Reproduce every line of the data below as a numbered list, omitting any blank lines.

(Available records)
Begin

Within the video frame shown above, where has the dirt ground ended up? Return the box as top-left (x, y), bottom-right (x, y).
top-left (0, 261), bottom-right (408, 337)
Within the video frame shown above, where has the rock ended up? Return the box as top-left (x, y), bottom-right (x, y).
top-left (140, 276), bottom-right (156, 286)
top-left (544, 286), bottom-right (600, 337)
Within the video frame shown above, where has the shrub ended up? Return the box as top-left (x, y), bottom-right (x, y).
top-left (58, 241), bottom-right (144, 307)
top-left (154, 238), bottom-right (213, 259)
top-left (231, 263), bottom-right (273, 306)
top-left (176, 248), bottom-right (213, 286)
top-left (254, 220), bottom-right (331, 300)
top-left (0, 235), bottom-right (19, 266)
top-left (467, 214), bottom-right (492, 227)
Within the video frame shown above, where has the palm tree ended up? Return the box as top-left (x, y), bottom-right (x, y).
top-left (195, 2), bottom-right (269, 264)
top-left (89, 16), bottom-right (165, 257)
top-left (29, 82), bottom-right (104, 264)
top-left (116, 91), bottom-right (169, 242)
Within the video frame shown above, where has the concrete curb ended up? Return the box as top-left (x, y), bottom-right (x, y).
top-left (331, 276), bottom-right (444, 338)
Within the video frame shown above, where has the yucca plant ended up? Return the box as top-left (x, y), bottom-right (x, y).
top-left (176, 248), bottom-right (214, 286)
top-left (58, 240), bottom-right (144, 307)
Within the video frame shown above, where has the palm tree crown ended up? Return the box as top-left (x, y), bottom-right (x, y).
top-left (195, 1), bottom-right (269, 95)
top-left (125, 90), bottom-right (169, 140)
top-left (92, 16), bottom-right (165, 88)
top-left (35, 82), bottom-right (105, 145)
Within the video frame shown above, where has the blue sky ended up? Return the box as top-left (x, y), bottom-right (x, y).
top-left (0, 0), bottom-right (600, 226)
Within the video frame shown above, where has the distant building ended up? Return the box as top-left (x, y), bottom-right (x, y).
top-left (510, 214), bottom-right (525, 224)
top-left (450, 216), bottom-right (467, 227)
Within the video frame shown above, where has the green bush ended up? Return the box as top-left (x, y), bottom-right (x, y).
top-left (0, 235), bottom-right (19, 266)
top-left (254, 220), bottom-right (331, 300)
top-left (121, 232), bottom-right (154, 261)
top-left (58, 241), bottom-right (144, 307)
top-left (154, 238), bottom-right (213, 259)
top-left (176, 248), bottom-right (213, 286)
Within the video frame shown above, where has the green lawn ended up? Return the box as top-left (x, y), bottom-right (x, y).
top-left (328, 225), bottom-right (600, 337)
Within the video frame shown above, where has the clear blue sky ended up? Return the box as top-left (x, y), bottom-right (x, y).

End

(Result of the task)
1. Within the video frame shown above, where has the dirt ground ended up? Return the box as top-left (x, y), bottom-right (x, y).
2. top-left (0, 261), bottom-right (408, 337)
3. Within the video frame shown above, where has the rock ended up? Return the box as top-left (x, y), bottom-right (x, y).
4. top-left (140, 276), bottom-right (156, 286)
5. top-left (544, 286), bottom-right (600, 337)
6. Within the video frame shown above, where has the shrub ended up? Return the box as top-left (x, y), bottom-right (x, y).
7. top-left (58, 241), bottom-right (144, 307)
8. top-left (154, 238), bottom-right (213, 259)
9. top-left (231, 263), bottom-right (273, 306)
10. top-left (176, 248), bottom-right (213, 286)
11. top-left (254, 220), bottom-right (331, 300)
12. top-left (0, 235), bottom-right (19, 266)
13. top-left (467, 214), bottom-right (492, 227)
14. Within the video frame shown above, where has the palm tree ended up? Return the box as top-left (x, y), bottom-right (x, y).
15. top-left (195, 2), bottom-right (269, 264)
16. top-left (89, 16), bottom-right (165, 257)
17. top-left (29, 82), bottom-right (104, 264)
18. top-left (116, 91), bottom-right (169, 242)
19. Within the video frame shown above, where has the concrete curb ended up? Return the box as top-left (x, y), bottom-right (x, y).
20. top-left (331, 276), bottom-right (444, 338)
21. Within the video frame shown above, where has the yucca plant ended up? Return the box as top-left (x, y), bottom-right (x, y).
22. top-left (176, 248), bottom-right (214, 286)
23. top-left (58, 240), bottom-right (144, 307)
24. Within the video frame shown above, where has the palm tree crown ended up? Return the box as top-left (x, y), bottom-right (x, y).
25. top-left (195, 1), bottom-right (269, 95)
26. top-left (125, 90), bottom-right (169, 140)
27. top-left (92, 16), bottom-right (165, 88)
28. top-left (35, 82), bottom-right (105, 145)
29. Within the video frame shown above, where has the blue sky ended up? Return the box as top-left (x, y), bottom-right (x, y).
30. top-left (0, 0), bottom-right (600, 226)
31. Within the video frame shown above, where has the distant building ended up? Return the box as top-left (x, y), bottom-right (x, y).
32. top-left (510, 214), bottom-right (525, 224)
33. top-left (450, 216), bottom-right (467, 227)
34. Within the video frame shown above, where has the green bush ended up? Return the box as top-left (x, y), bottom-right (x, y).
35. top-left (0, 235), bottom-right (19, 266)
36. top-left (254, 220), bottom-right (331, 300)
37. top-left (121, 232), bottom-right (154, 261)
38. top-left (58, 241), bottom-right (144, 307)
39. top-left (154, 238), bottom-right (213, 259)
40. top-left (176, 248), bottom-right (213, 286)
41. Within the video frame shown above, where has the green lawn ended up? Return the box as top-left (x, y), bottom-right (x, y).
42. top-left (328, 225), bottom-right (600, 337)
43. Within the video frame shown above, where has the clear blue sky ended up? Return the box as top-left (x, y), bottom-right (x, y).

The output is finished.